# Javea - where to rent ?



## sydneyMum (Apr 23, 2014)

Hi All

Am looking for some advice on where to rent in the Javea area.

Our 2 daughters will be attending lady Elizabeth junior school. 

First impressions we aren't that keen on Arenal. Really like the old town.

We are looking for a villa with a garden and pool. We can both drive and have access to a car.

Have seen a few nice villas in Tosalet - any views on this area ? 

Thanks


----------



## xabiaxica (Jun 23, 2009)

sydneyMum said:


> Hi All
> 
> Am looking for some advice on where to rent in the Javea area.
> 
> ...


I agree re: the Arenal 

if you like the town you might look at Puchol - that's just above the town

I love the port - though there aren't actually any villas here.... - the LES bus does go from here though

Tosalet is fine - not too far a drive out


----------



## Chopera (Apr 22, 2013)

OK this is third hand news - but last year my wife got chatting to someone who had just spent winter living in Tosalet and said the place was deserted in winter. Which might not be that much of a problem given it is quite close to the Arenal, but she said it was quite strange being surrounded by lots of empty villas, and with nobody on the streets. If it were me I'd spend the first year living nearer people so you can make friends and get the low down on everything.


----------



## xabiaxica (Jun 23, 2009)

Chopera said:


> OK this is third hand news - but last year my wife got chatting to someone who had just spent winter living in Tosalet and said the place was deserted in winter. Which might not be that much of a problem given it is quite close to the Arenal, but she said it was quite strange being surrounded by lots of empty villas, and with nobody on the streets. If it were me I'd spend the first year living nearer people so you can make friends and get the low down on everything.


in all honesty almost all the urbs on the hills surrounding Jávea are mostly holiday homes - yes people do live on them all year - but a small percentage of the properties are used by full time residents

most are second or holiday homes - some even owned by Jávea locals who use them weekends & in the summer!!


----------



## linanil (Oct 21, 2012)

We lived in Benitachell in the Callistros neighborhood, our daughter went to the Lady Elizabeth up the hill from it. It's a quick drive into Javea, but there is a MasYmas in Benitachell & you're close to Moria as well. Our son went to Little Angels creche in Javea. We rented from Villa Mia, they were great.


----------



## sydneyMum (Apr 23, 2014)

Thanks for your reply. How did you find living in Benitachell? Did you find it a bit isolated ? 



linanil said:


> We lived in Benitachell in the Callistros neighborhood, our daughter went to the Lady Elizabeth up the hill from it. It's a quick drive into Javea, but there is a MasYmas in Benitachell & you're close to Moria as well. Our son went to Little Angels creche in Javea. We rented from Villa Mia, they were great.


----------



## xabiaxica (Jun 23, 2009)

linanil said:


> We lived in Benitachell in the Callistros neighborhood, our daughter went to the Lady Elizabeth up the hill from it. It's a quick drive into Javea, but there is a MasYmas in Benitachell & you're close to Moria as well. Our son went to Little Angels creche in Javea. We rented from Villa Mia, they were great.


Little Angels??

that's not ringing any bells for some reason :confused2:


----------



## clairerach11 (Aug 26, 2014)

____________

§ What is needed:
Write out everything in the Javea rental thread from "Our 2 daughters" down to "this area ?", swapping "garden" for "terrace". None of the material after this thread is needed.

____________

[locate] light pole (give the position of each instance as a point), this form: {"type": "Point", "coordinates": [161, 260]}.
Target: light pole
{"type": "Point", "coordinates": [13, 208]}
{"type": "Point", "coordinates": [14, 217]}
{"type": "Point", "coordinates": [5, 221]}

____________

§ Solved exercise:
Our 2 daughters will be attending lady Elizabeth junior school. 

First impressions we aren't that keen on Arenal. Really like the old town.

We are looking for a villa with a terrace and pool. We can both drive and have access to a car.

Have seen a few nice villas in Tosalet - any views on this area ?